## The problem
Copy out, in full, each line of the material below that contains the word "large".

## Extracted records
━━━━━━━━━━━━━━━━
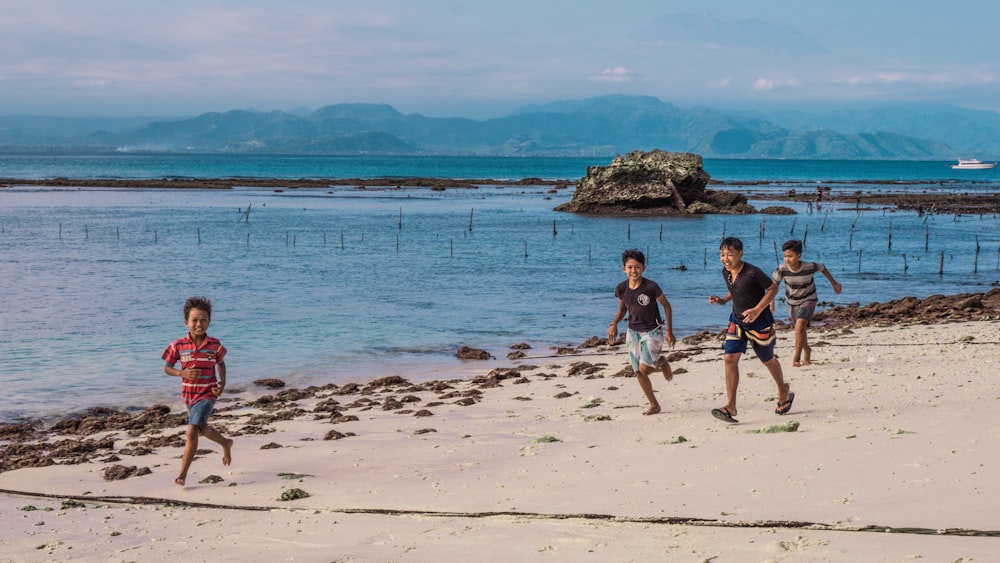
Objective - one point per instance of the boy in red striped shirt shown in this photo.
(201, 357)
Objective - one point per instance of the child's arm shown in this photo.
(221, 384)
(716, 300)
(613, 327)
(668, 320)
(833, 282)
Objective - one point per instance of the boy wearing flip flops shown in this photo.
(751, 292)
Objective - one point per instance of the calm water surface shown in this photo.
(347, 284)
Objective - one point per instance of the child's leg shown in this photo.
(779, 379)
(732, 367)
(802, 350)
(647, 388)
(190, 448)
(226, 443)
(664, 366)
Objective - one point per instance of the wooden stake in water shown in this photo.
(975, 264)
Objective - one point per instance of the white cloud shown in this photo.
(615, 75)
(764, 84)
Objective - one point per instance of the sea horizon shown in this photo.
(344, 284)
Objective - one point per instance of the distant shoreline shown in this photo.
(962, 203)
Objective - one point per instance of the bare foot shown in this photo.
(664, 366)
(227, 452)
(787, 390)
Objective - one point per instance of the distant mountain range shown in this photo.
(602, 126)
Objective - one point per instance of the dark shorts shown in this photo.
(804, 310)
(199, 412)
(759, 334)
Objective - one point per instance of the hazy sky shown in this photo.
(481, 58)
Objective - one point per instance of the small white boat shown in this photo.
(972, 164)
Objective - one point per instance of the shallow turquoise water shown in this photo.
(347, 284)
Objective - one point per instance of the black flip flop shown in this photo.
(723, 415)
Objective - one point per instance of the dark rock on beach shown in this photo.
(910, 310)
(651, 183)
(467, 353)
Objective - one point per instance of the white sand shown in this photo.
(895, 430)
━━━━━━━━━━━━━━━━
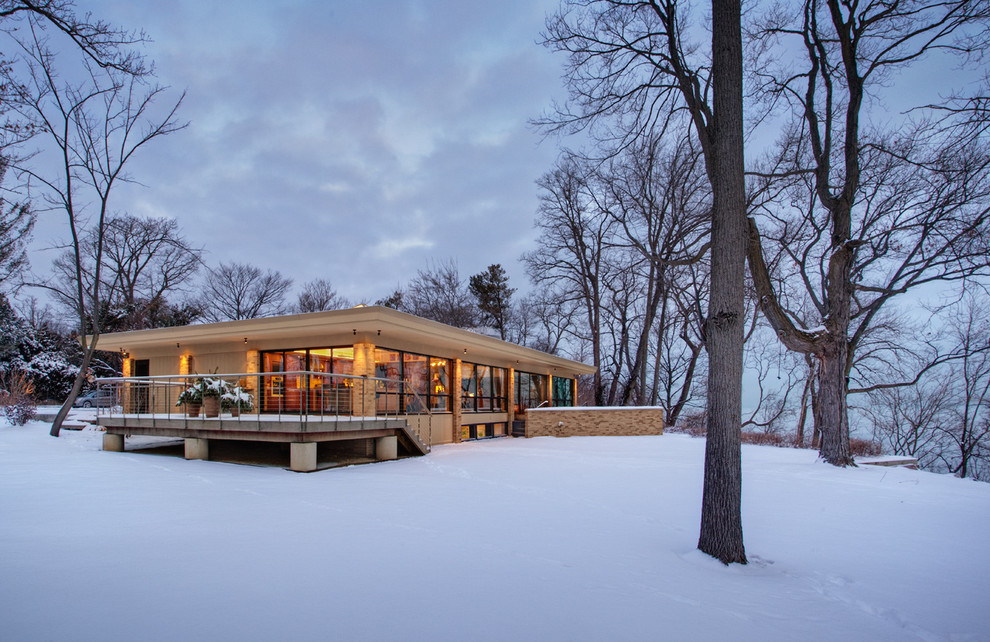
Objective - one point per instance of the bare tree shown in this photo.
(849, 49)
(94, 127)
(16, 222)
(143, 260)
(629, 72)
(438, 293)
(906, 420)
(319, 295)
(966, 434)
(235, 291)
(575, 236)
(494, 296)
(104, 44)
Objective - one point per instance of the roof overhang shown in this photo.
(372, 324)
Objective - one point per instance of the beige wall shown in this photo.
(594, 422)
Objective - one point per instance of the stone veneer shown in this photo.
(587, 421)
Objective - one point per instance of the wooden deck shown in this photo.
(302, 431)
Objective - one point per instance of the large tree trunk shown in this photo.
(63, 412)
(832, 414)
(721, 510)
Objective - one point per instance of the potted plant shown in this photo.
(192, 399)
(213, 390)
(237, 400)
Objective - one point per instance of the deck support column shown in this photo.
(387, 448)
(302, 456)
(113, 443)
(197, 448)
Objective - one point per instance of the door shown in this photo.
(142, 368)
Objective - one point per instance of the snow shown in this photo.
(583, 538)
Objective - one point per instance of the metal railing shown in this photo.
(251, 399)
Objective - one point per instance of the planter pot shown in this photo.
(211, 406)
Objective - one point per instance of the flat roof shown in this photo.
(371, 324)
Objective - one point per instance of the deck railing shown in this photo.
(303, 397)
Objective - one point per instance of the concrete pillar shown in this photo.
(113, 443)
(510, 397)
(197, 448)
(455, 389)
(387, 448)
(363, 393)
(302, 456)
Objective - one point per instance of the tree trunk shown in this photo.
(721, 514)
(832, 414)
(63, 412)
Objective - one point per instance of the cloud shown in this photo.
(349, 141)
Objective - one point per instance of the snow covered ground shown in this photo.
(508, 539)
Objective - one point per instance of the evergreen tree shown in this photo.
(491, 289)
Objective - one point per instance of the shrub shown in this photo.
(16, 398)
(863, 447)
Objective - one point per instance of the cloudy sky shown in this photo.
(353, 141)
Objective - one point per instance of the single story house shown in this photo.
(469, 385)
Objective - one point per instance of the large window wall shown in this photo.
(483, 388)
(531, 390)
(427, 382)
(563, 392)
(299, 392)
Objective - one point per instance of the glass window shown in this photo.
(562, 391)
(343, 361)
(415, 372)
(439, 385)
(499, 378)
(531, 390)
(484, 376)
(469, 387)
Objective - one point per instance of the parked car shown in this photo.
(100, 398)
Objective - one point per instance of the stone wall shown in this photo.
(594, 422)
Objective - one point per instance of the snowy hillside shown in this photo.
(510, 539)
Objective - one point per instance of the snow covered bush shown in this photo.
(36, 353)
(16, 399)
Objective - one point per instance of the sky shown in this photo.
━━━━━━━━━━━━━━━━
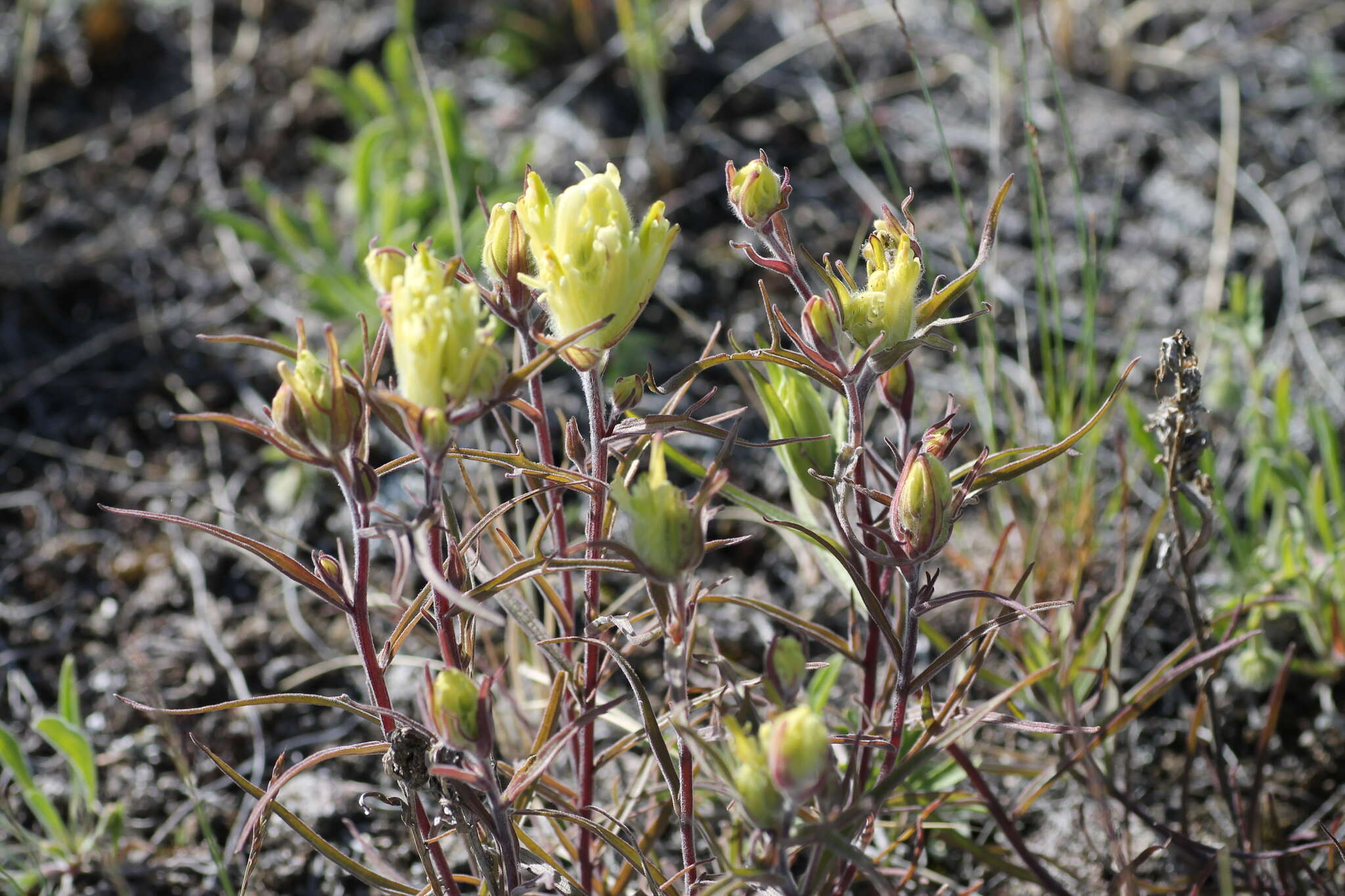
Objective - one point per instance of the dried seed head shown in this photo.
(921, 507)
━━━━━━━━━━━━━━━━
## Finished task
Objective - one point per instance of the large tree trunk shown in this photo.
Objective - one point per instance of the large window wall shown in this photo.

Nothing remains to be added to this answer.